▶ WORK INSTRUCTIONS: Below are records to be transcribed exactly; any pictures should be left out.

▶ MATERIAL PROVIDED:
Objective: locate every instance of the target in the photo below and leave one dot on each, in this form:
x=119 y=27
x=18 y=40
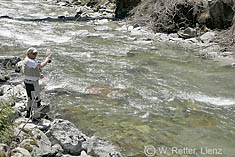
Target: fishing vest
x=28 y=71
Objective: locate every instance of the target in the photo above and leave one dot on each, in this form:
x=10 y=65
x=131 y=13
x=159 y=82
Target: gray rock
x=20 y=152
x=17 y=91
x=103 y=28
x=95 y=146
x=39 y=143
x=187 y=33
x=207 y=37
x=9 y=61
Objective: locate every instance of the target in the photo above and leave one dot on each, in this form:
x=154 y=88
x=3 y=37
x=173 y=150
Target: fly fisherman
x=31 y=69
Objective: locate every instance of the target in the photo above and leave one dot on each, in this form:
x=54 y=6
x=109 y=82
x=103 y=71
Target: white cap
x=32 y=50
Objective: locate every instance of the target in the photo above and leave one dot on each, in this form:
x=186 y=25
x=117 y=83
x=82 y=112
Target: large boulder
x=124 y=6
x=9 y=61
x=221 y=13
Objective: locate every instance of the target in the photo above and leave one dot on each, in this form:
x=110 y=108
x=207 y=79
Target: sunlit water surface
x=159 y=96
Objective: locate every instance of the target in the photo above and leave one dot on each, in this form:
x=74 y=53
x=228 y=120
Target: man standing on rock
x=31 y=69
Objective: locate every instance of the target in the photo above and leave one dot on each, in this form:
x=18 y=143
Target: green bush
x=6 y=125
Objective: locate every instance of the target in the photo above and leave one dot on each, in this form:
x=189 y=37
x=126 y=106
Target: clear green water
x=161 y=96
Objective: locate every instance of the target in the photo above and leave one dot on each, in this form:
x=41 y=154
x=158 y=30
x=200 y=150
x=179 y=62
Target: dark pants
x=33 y=93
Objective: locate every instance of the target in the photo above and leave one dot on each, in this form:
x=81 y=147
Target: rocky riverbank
x=48 y=137
x=201 y=41
x=61 y=138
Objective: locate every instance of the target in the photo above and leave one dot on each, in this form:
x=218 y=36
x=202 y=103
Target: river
x=138 y=95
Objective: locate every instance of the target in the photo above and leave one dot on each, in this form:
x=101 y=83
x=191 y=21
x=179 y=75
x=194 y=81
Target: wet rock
x=95 y=146
x=207 y=37
x=187 y=33
x=39 y=142
x=4 y=76
x=18 y=152
x=9 y=61
x=124 y=6
x=103 y=28
x=17 y=91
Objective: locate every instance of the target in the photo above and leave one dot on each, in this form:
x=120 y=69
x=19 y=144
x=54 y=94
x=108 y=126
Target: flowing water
x=131 y=93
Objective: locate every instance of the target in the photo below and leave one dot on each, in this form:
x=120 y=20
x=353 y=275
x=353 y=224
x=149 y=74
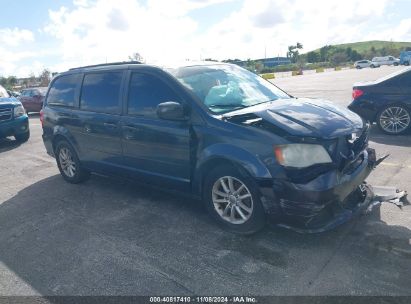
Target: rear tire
x=233 y=200
x=394 y=119
x=69 y=164
x=21 y=138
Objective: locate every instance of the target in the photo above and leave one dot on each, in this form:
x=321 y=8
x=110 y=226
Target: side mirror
x=171 y=110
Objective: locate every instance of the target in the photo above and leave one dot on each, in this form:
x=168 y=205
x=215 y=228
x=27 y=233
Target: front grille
x=351 y=152
x=6 y=114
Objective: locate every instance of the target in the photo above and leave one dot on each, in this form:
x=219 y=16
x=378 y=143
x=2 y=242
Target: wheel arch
x=225 y=154
x=59 y=134
x=392 y=104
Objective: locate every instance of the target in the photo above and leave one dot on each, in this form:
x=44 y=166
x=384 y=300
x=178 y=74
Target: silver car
x=386 y=60
x=366 y=64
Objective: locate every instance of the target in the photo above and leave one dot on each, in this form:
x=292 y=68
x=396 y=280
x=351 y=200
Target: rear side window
x=62 y=91
x=101 y=92
x=146 y=92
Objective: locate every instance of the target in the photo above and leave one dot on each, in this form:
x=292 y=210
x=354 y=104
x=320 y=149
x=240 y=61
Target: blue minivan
x=220 y=133
x=405 y=57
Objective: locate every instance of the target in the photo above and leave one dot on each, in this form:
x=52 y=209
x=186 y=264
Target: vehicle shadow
x=106 y=237
x=394 y=140
x=7 y=144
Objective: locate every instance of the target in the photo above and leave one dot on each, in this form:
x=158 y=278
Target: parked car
x=216 y=131
x=386 y=60
x=365 y=64
x=13 y=93
x=386 y=101
x=13 y=118
x=32 y=98
x=405 y=57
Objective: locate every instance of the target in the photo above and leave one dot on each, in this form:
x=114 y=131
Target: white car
x=366 y=64
x=387 y=60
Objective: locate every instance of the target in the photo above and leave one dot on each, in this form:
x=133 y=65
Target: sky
x=59 y=35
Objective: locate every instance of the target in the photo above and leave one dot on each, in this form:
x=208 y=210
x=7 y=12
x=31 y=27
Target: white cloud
x=95 y=31
x=15 y=36
x=11 y=39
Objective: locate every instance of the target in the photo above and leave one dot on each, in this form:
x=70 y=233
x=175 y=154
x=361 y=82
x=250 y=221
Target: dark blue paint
x=179 y=154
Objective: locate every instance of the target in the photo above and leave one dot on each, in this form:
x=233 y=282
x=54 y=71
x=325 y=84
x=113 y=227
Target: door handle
x=110 y=125
x=131 y=128
x=130 y=132
x=87 y=128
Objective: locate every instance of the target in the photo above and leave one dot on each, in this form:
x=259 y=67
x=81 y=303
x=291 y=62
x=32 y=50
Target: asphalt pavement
x=112 y=237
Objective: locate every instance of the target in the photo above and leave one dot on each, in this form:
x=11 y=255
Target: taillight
x=357 y=93
x=41 y=117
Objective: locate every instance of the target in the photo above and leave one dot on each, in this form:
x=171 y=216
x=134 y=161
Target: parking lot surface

▶ REPLY TO THE TASK:
Objective: locate every instance of the target in the photo below and leave one dot on each, in this form:
x=119 y=27
x=18 y=40
Target: fishing vest
x=28 y=71
Objective: locate every instance of the target in the photo above and leave one dot on each, in this form:
x=10 y=65
x=131 y=13
x=159 y=82
Target: gray rock
x=20 y=152
x=17 y=91
x=103 y=28
x=95 y=146
x=39 y=143
x=187 y=33
x=207 y=37
x=9 y=61
Objective: locate every instance of the target in the photo above and leave one dot on each, in this form:
x=154 y=88
x=3 y=37
x=173 y=150
Target: fly fisherman
x=31 y=69
Objective: locate every instance of the target in the photo above and leave one dot on each, in this form:
x=54 y=6
x=109 y=82
x=103 y=71
Target: white cap
x=32 y=50
Objective: locate every instance of the target in the photo above and leave one dot on each, in this form:
x=186 y=25
x=117 y=83
x=82 y=112
Target: large boulder
x=124 y=6
x=9 y=61
x=221 y=13
Objective: locate every instance of the target in the photo above and leave one dot on each, in this form:
x=110 y=108
x=207 y=79
Target: sunlit water surface
x=159 y=96
Objective: locate every instance of the target in the photo above and leave one dot on each, in this form:
x=74 y=53
x=228 y=120
Target: man standing on rock
x=31 y=69
Objective: locate every instance of the target in the photo above and leave one dot on each, in this form:
x=18 y=143
Target: green bush
x=6 y=125
Objective: locate every instance of the target in the photo above and leave one dot on each, in this form:
x=189 y=37
x=126 y=106
Target: clear green water
x=161 y=96
Objective: locate every instance of the target in the photo above and leave one dot on each, in this form:
x=41 y=154
x=158 y=30
x=200 y=150
x=179 y=62
Target: dark pants
x=33 y=93
Objective: locate every instance of the target in the photo above and leave one dot on each, in this form:
x=81 y=147
Target: rocky riverbank
x=48 y=137
x=201 y=41
x=61 y=138
Objective: locate every instance of the target in the photo above and leave one dot on each, in this form:
x=218 y=36
x=202 y=103
Target: river
x=138 y=95
Objective: locate every instance of the target in the photo above and leave one dot on each, in this form:
x=101 y=83
x=191 y=21
x=179 y=75
x=194 y=81
Target: wet rock
x=95 y=146
x=207 y=37
x=187 y=33
x=39 y=142
x=4 y=76
x=18 y=152
x=9 y=61
x=124 y=6
x=103 y=28
x=17 y=91
Objective: locate every instance of the target in the photo above and leave one dot on each, in this form:
x=120 y=69
x=19 y=144
x=54 y=94
x=108 y=126
Target: flowing water
x=131 y=93
Objective: locate every instance of the target in the photo below and leave one dot on each, in this form:
x=120 y=20
x=353 y=275
x=353 y=224
x=149 y=74
Target: rear tire
x=233 y=200
x=394 y=119
x=69 y=164
x=21 y=138
Objective: locate every instance of the target in the photo above and leave one dot on each, in this form:
x=321 y=8
x=110 y=226
Target: side mirror
x=171 y=110
Objective: locate every instance of the target in the photo above and leave one dot on each, in this form:
x=168 y=205
x=215 y=228
x=27 y=233
Target: front grille
x=351 y=152
x=6 y=114
Objective: locate every instance of the target in the photo above and leave one dot on each, in this form:
x=219 y=16
x=378 y=143
x=2 y=242
Target: wheel arch
x=225 y=154
x=59 y=134
x=392 y=104
Objective: locate every instance of the target in the photo above and leave one dot on each, in this form:
x=44 y=166
x=384 y=300
x=178 y=74
Target: silver car
x=386 y=60
x=366 y=64
Objective: locate every instance of the target in the photo above and leave one dot on each, in this form:
x=292 y=68
x=396 y=280
x=351 y=200
Target: rear side window
x=62 y=91
x=101 y=92
x=146 y=92
Objective: locate every instance of the target in the photo above and leave one dot on each, in this form:
x=292 y=210
x=354 y=104
x=320 y=149
x=240 y=61
Target: blue minivan
x=220 y=133
x=405 y=57
Objective: locate every instance of the target in the photo above and leave one dot on each, in this form:
x=52 y=209
x=186 y=264
Target: vehicle shadow
x=106 y=237
x=394 y=140
x=7 y=144
Objective: locate every instance of the target in the photo above and leave one dot on each, in this form:
x=158 y=278
Target: parked car
x=216 y=131
x=386 y=60
x=365 y=64
x=13 y=93
x=386 y=101
x=13 y=118
x=32 y=98
x=405 y=57
Objective: locate every instance of the target in the photo above and leave one dot on each, in this form:
x=114 y=131
Target: white car
x=366 y=64
x=387 y=60
Objective: locate every instance of the target in the photo above and leave one dot on each, in this form:
x=133 y=65
Target: sky
x=59 y=35
Objective: locate every instance of the target in the photo above and leave one dot on each, in this form:
x=208 y=210
x=7 y=12
x=31 y=27
Target: white cloud
x=95 y=31
x=15 y=36
x=11 y=39
Objective: locate every instance of the target in the photo above and leave one dot on each, in this form:
x=70 y=233
x=175 y=154
x=361 y=82
x=250 y=221
Target: dark blue paint
x=179 y=154
Objective: locate every instance of the target in the photo above and leave one dot on each, in this form:
x=233 y=282
x=54 y=71
x=325 y=84
x=113 y=227
Target: door handle
x=110 y=125
x=131 y=128
x=130 y=132
x=87 y=128
Objective: locate every instance of the target in the photo above and leave one dot on each, in this form:
x=259 y=67
x=81 y=303
x=291 y=62
x=32 y=50
Target: asphalt pavement
x=112 y=237
Objective: locate every instance of the target in the photo above and leave one dot on each, in this form:
x=11 y=255
Target: taillight
x=357 y=93
x=41 y=117
Objective: locate every instance of the target in the photo above and leave one dot on each, in this form:
x=171 y=216
x=134 y=161
Target: parking lot surface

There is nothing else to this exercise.